__EXERCISE MATERIALS__.
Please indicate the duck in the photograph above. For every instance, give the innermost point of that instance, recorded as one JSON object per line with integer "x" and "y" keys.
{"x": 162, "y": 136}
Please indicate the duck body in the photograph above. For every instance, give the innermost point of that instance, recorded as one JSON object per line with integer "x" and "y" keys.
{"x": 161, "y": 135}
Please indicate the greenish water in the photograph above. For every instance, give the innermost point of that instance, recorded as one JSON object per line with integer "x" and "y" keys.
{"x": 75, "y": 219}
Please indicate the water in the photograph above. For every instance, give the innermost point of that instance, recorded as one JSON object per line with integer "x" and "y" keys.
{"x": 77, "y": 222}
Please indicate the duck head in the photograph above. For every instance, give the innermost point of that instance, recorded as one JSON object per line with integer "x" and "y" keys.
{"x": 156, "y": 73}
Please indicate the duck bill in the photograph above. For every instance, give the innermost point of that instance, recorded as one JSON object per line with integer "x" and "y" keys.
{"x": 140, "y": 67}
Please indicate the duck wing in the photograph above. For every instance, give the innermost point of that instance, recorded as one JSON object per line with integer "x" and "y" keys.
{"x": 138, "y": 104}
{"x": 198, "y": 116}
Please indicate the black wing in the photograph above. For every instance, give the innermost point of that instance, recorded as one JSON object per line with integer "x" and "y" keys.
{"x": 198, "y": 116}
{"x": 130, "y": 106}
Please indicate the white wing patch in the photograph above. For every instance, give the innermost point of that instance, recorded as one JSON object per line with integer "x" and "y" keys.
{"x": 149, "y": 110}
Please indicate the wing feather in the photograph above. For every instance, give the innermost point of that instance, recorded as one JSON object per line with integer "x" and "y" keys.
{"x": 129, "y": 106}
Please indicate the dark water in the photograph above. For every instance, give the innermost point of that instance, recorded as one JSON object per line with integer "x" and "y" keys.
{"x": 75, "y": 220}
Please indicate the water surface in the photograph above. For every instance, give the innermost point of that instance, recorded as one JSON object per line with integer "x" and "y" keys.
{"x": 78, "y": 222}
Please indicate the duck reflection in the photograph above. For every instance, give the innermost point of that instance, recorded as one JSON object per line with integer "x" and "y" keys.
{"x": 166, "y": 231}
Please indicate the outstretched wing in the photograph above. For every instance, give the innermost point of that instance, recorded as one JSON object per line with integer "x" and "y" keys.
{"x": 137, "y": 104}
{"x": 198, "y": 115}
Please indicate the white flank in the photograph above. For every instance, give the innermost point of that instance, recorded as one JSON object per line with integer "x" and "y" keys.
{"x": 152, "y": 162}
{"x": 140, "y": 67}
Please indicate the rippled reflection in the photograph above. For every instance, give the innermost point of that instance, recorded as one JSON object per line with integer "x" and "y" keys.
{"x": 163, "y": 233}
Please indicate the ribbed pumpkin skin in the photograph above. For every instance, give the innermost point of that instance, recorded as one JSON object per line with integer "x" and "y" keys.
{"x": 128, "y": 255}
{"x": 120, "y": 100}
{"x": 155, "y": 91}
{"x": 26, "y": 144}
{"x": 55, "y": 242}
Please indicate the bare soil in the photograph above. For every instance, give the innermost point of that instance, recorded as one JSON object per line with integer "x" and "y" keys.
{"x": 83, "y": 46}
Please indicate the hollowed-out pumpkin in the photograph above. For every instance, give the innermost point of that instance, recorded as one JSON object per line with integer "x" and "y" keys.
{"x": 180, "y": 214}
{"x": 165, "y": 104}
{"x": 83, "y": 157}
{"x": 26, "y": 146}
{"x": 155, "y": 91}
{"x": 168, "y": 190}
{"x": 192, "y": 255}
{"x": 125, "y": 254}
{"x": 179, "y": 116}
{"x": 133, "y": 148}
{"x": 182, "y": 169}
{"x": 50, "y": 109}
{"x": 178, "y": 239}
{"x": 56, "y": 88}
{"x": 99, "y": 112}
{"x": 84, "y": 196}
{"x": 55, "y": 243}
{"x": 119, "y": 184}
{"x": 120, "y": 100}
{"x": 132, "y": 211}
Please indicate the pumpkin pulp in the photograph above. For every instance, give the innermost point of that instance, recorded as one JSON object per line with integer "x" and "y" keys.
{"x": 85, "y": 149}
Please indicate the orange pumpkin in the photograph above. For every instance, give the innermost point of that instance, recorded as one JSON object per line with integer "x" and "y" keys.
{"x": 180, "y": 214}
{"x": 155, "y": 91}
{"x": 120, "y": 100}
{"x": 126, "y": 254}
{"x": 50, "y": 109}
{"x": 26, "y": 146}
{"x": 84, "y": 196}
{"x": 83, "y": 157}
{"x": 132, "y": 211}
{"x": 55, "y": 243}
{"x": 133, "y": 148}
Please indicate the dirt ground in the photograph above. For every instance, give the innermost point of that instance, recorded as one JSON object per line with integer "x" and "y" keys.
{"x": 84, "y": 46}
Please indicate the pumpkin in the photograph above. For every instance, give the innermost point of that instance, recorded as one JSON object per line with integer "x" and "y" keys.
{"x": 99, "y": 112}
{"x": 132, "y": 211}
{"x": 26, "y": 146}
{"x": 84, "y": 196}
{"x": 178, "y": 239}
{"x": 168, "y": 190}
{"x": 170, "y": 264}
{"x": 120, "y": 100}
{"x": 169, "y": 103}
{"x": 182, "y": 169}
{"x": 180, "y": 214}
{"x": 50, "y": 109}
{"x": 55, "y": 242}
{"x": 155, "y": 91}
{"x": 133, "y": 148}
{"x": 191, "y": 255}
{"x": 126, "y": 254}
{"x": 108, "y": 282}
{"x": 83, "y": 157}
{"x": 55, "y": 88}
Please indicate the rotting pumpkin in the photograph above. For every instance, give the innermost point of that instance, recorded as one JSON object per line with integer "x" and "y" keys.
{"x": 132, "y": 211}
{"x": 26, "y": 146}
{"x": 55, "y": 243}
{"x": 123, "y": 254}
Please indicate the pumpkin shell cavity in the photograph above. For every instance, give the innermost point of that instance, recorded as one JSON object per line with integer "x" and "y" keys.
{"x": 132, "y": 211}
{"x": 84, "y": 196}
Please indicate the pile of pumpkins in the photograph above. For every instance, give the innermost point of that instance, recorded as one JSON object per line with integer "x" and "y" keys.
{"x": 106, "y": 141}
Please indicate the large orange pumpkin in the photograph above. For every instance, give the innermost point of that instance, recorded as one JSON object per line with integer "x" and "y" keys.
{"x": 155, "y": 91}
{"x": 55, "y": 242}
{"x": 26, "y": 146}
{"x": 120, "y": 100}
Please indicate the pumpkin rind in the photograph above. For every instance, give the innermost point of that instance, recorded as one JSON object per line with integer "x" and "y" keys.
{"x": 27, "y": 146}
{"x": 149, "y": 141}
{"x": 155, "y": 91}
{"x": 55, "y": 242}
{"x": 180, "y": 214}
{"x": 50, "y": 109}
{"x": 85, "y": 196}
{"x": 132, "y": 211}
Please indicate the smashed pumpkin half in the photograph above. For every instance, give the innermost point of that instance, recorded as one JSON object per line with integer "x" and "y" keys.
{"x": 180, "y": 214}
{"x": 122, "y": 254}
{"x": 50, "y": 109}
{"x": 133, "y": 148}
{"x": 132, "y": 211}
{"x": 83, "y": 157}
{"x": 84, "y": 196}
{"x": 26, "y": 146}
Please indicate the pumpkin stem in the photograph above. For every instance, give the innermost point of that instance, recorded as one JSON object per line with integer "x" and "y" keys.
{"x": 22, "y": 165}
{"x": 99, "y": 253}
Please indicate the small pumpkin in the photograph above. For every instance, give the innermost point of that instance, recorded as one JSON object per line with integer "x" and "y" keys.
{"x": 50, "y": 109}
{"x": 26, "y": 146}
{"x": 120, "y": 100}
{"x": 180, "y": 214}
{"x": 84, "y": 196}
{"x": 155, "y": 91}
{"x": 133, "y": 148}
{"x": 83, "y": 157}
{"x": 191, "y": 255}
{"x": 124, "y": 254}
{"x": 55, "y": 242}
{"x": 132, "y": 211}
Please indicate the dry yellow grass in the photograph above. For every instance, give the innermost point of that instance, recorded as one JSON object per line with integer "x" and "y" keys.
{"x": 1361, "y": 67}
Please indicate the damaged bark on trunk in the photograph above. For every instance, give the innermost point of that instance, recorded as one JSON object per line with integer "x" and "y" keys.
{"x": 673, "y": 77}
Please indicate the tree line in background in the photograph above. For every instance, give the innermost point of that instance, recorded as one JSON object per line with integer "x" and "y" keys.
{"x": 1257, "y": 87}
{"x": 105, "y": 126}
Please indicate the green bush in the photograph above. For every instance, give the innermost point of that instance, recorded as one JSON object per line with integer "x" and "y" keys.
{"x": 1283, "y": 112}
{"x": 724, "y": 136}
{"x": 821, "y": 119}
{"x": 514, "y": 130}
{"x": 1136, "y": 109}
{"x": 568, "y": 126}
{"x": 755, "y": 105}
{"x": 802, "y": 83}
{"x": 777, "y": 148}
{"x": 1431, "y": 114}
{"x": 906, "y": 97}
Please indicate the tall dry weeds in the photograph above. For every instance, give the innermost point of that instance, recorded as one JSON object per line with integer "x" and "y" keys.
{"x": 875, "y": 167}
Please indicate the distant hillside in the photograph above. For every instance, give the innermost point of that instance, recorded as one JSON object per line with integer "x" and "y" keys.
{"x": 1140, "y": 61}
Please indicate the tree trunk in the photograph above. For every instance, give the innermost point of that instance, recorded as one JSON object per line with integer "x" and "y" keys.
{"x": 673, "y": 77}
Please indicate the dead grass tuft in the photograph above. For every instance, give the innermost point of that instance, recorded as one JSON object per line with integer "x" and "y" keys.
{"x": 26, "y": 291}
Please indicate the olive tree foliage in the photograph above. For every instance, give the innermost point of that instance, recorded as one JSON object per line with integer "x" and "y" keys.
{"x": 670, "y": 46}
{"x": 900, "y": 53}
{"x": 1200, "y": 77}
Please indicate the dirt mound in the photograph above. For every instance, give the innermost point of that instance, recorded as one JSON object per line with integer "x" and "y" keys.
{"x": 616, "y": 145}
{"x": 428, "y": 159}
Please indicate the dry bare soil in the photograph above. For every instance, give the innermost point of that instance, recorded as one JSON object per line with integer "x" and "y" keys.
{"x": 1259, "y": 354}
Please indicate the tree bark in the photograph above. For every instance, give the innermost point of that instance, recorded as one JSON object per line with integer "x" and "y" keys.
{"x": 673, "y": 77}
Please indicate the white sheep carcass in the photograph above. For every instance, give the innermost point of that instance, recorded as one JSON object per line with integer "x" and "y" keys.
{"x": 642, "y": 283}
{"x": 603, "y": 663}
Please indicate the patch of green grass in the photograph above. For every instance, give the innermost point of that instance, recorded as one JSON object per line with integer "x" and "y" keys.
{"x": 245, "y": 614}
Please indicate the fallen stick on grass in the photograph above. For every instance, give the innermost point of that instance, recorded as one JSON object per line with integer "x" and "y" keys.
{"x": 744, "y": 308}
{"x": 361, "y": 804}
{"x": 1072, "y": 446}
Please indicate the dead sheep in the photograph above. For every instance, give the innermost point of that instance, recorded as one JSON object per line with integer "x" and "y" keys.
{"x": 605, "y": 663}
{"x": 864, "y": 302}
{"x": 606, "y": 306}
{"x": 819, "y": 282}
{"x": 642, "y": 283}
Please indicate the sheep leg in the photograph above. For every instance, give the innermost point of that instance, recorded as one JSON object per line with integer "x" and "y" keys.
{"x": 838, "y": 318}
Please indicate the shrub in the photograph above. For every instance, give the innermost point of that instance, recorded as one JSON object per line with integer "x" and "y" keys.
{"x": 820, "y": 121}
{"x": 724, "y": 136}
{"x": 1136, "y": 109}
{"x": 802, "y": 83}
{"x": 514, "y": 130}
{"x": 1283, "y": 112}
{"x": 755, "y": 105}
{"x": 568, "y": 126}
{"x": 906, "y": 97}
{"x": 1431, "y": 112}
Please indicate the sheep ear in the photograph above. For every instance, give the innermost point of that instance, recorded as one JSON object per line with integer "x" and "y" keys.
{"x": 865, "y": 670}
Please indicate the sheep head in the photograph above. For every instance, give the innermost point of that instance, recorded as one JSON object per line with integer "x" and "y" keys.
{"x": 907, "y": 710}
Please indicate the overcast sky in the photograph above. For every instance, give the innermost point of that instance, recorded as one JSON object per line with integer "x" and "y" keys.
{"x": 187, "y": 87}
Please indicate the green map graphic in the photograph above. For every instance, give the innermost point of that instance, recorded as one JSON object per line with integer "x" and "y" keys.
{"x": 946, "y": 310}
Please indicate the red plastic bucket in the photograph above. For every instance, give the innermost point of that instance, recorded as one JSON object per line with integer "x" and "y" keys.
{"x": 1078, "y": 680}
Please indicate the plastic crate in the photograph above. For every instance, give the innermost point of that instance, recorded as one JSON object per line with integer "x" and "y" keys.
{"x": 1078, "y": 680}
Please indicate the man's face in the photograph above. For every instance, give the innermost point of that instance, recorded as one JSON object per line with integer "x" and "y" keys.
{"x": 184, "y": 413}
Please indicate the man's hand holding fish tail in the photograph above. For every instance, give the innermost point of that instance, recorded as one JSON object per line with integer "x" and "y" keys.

__WHAT IS BEING ASKED__.
Copy out again the stretch from the line containing "Please indicate the man's face" through the final line, requests included, and shift every x and y coordinate in the answers up by 75.

__EXERCISE ANSWER__.
Please indicate the man's face in the photograph above. For every instance, give the innermost point of that instance, recorded as one JSON object per line with integer "x" and "y" keys.
{"x": 259, "y": 488}
Please indicate the man's hand holding fish tail in the photograph above. For every instance, give the innermost point of that instance, recorded as one JSON object per line with integer "x" and "y" keys.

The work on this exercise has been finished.